[PROVIDED DATA Boundary: Start]
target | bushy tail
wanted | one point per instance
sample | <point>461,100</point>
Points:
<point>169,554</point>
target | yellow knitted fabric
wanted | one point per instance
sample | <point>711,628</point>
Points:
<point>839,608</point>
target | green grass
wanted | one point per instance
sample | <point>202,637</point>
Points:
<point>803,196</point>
[PROVIDED DATA Boundary: End]
[PROVIDED DATA Boundary: Start]
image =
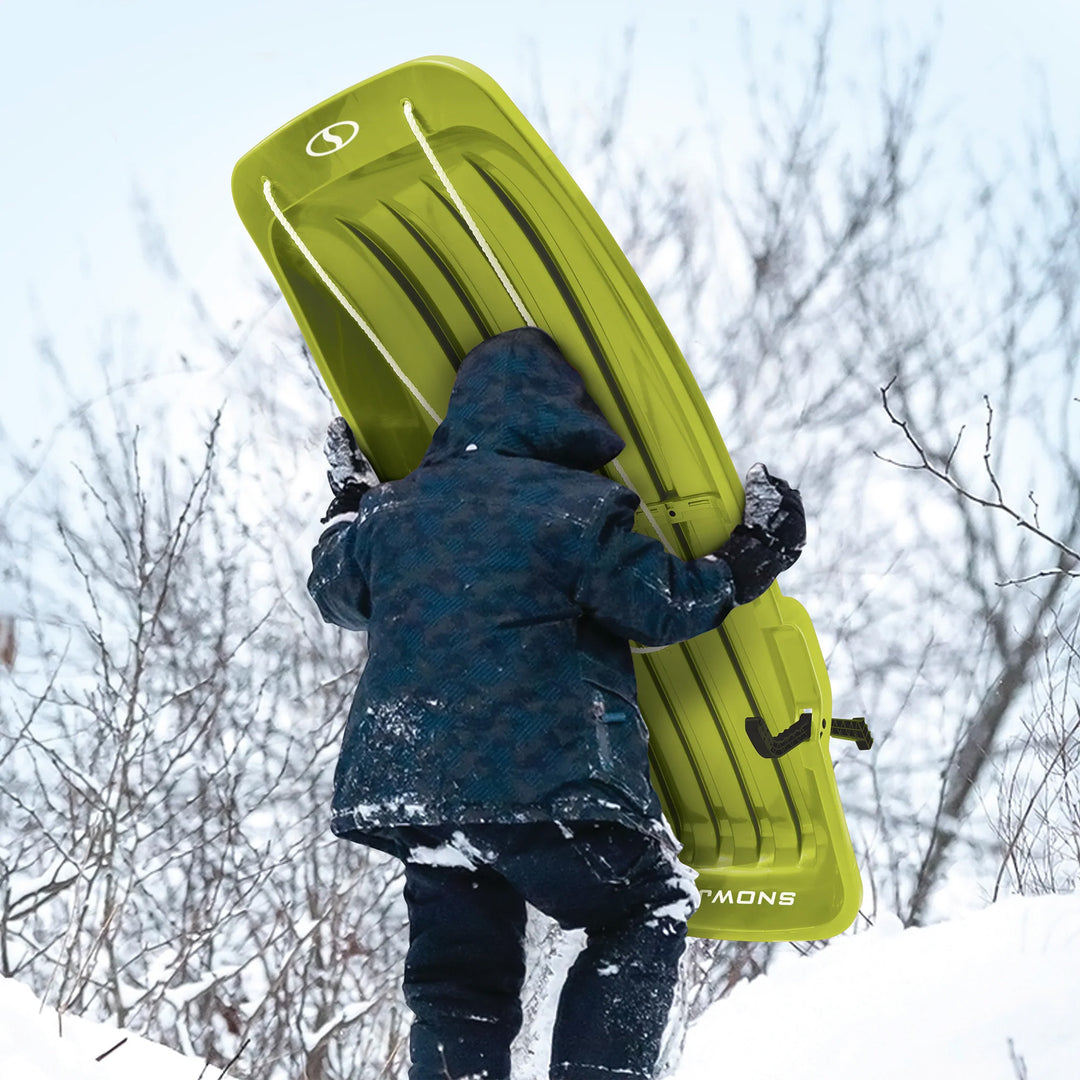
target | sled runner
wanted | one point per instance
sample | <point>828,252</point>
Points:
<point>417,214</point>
[PROVIDED DATA Boundary: End]
▸ **WORK REQUIRED**
Which lines above include the word "sample"? Pick them out and copy them.

▸ **EXERCISE ANSWER**
sample | <point>461,100</point>
sample | <point>711,628</point>
sample | <point>202,637</point>
sample | <point>828,252</point>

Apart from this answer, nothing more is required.